Given problem: Could you lay out every line of the records as a numbered list, leaving out any blank lines?

━━━ Material for the task

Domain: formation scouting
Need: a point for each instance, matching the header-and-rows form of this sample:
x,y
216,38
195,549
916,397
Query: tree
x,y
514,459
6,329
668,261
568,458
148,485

━━━━━━

Solution to this exercise:
1. Domain: formation scouting
2. Need: a point for each instance, matching the header-and-rows form of this sample:
3. x,y
4. 216,38
5. 195,549
6. 916,397
7. Query: tree
8. x,y
9. 514,459
10. 6,329
11. 668,261
12. 568,458
13. 148,485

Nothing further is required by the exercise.